Culture attitudes affect the way we behave, think and interact with other people. It is not just about where our ancestors come from; culture also shows in our dress sense, what we eat, how we bring up children and interact with family, discipline and routines, the music and entertainment we choose, our festivals and our style of communicating with each other. As the world around us becomes more complex and more diverse, the culture attitudes of children have to be shaped. They need to be equipped with skills to interact with people from different cultural identities and backgrounds.
Create a Culture Sensitive Child Care Center
To make a child care center more culture sensitive takes time and patience, as well as an open mind. Culture
equality is an attitude to be nurtured and instilled in the staff members as well as in the children and parents and can be difficult at times. A few tips to make it easier:
Culture Attitudes: Dealing with Parents
- Identify problem areas: Common areas of difference in culture attitudes when it comes to children are discipline, breast or bottle feeding, table etiquette and good manners, sleep habits and nap times, potty training, and play time and games. These are all areas that you should discuss with parents.
- Schedule time to meet parents and get to know them: Assuming knowledge about a background based on the appearance of the parents does not allow you to provide a culture sensitive approach. Spend time talking to parents and understanding their concerns and requirements from you. Building a trusting relationship with parents before running into problems helps when a disagreement arises.
====================
● **Directions**
1. Please rewrite the part of the child care culture text that begins at "Culture attitudes affect" and stops after "identities and backgrounds.", replacing "ancestors" with "forebears".
2. Carry on the child care culture text, starting after its final sentence.
====================
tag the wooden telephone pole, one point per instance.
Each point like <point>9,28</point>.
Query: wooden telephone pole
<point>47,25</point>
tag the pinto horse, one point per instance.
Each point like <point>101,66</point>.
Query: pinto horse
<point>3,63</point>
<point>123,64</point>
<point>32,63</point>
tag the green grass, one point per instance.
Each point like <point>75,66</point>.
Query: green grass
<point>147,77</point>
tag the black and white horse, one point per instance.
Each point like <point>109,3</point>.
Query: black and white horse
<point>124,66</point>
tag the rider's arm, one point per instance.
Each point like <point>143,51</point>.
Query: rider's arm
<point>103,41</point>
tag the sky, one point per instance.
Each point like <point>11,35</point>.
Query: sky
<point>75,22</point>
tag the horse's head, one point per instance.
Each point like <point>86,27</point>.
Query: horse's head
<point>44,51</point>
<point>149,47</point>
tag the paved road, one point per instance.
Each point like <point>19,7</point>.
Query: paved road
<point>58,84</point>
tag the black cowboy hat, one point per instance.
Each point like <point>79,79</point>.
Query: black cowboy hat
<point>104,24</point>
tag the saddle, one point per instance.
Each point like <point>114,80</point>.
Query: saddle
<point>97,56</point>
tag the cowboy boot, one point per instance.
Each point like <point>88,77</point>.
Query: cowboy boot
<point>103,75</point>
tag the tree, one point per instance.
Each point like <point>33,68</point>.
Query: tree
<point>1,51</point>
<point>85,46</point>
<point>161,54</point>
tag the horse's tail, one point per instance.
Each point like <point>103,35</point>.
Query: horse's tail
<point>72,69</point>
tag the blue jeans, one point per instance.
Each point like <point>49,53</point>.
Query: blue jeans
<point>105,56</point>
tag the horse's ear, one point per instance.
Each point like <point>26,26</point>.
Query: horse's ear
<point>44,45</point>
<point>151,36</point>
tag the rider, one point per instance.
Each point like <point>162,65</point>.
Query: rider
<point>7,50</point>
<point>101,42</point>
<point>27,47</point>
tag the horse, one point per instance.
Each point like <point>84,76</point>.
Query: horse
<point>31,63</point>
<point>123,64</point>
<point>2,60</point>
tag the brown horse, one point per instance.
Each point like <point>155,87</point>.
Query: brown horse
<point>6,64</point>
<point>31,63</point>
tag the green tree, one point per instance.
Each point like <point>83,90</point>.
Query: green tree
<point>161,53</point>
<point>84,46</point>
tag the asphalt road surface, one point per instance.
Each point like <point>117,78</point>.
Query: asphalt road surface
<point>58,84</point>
====================
● **Answers to the exercises**
1.
Culture attitudes affect the way we behave, think and interact with other people. It is not just about where our forebears come from; culture also shows in our dress sense, what we eat, how we bring up children and interact with family, discipline and routines, the music and entertainment we choose, our festivals and our style of communicating with each other. As the world around us becomes more complex and more diverse, the culture attitudes of children have to be shaped. They need to be equipped with skills to interact with people from different cultural identities and backgrounds.

2.
- Resolve problems amicably: When a situation arises due to differences in culture attitudes, it is important to discuss it with parents in a comfortable atmosphere. Many child care professionals make short visits to the homes of the children they look after, in order to build a more personal relationship with parents.
Culture Equality at the Center
- Avoid stereotyping: Examine yourself carefully for any evidence of judgmental culture attitudes or stereotyping, either of children or their parents. Do you assume that a child may have a troubled family background, low intelligence, slower development, or a different set of values based on his or her religion or ethnic background? Talking to the child and to the parents will help you gain a realistic and far more useful understanding of the individual qualities.
- Educate staff: Encourage meetings and discussions between staff members to develop a spirit of culture equality amongst other child carers.
Culture Sensitive Child Care
- Make culture sensitive changes at the center: Children who come to the center should feel as if they belong. Display photographs of the child with his or her family, put up drawings that the children make, or allow children to help clean up or perform small tasks so they develop a sense of responsibility towards the center. Ensure that books, toys and pictures around the center are culture sensitive and encourage tolerance.
- Educate the children: Spend time talking to children about culture equality and how they feel about diversity. Reading aloud from positive books, celebrating different festivals together, comparing cultures through plays or songs help cultivating a multicultural spirit. It is important to set an example yourself. Children pick up cues from adults very quickly and will imitate any discriminatory behavior once they see it.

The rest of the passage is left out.